[Exercise materials]
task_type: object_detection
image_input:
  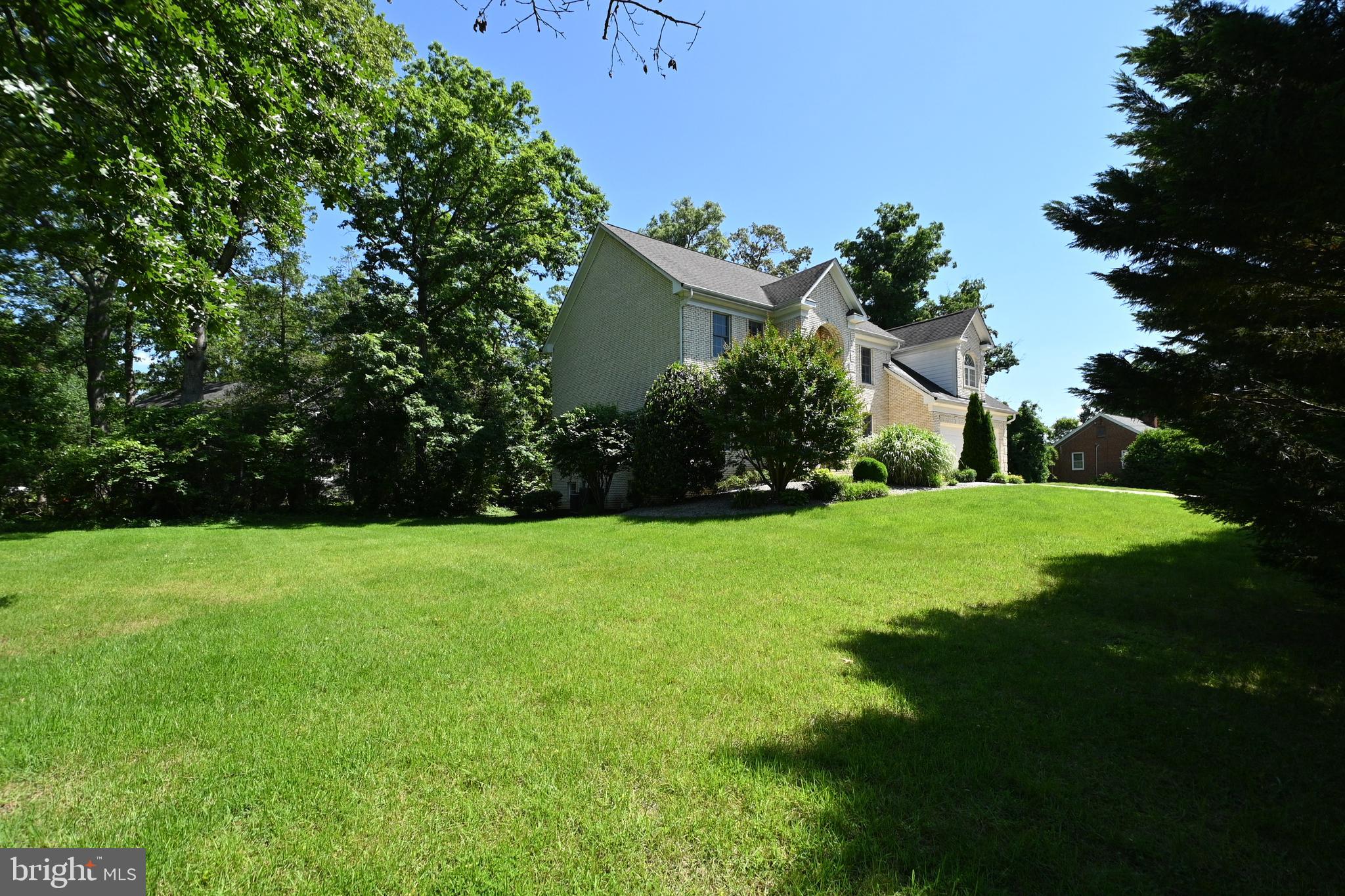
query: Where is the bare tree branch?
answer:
[453,0,705,78]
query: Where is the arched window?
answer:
[814,324,841,354]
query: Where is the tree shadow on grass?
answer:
[734,530,1345,893]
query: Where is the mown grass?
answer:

[Set task]
Find every line in the records that contains the string "grass", matching case exactly, and copy each of those lines.

[Response]
query: Where is the tree shadow on grass?
query: Where is the mown grass?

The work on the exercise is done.